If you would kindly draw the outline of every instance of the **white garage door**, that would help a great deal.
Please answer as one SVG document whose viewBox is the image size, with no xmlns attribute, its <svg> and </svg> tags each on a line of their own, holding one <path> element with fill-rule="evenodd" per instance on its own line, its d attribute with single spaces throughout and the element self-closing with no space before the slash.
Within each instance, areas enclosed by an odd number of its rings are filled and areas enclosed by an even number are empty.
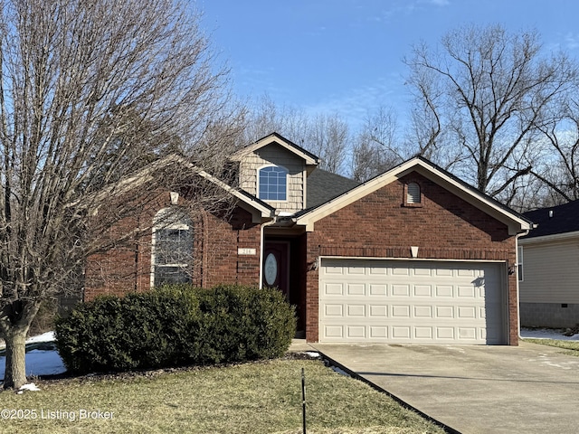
☆ ☆ ☆
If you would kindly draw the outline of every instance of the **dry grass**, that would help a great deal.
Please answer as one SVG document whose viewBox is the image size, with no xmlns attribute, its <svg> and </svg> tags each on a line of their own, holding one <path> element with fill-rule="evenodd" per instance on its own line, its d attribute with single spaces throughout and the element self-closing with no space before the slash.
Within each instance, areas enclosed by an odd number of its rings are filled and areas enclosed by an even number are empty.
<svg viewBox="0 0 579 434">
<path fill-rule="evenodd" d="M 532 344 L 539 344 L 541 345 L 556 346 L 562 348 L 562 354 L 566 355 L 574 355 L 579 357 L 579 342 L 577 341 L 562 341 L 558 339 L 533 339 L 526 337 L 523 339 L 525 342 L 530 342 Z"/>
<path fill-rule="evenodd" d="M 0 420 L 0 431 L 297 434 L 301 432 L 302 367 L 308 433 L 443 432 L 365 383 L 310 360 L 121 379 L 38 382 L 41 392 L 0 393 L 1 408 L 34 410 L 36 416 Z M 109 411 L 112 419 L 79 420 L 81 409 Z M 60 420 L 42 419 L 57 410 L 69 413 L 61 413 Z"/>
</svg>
☆ ☆ ☆
◆ Written instruction
Count the lines of the records above that contain the word "would". Reply with the number only.

◆ Task solution
2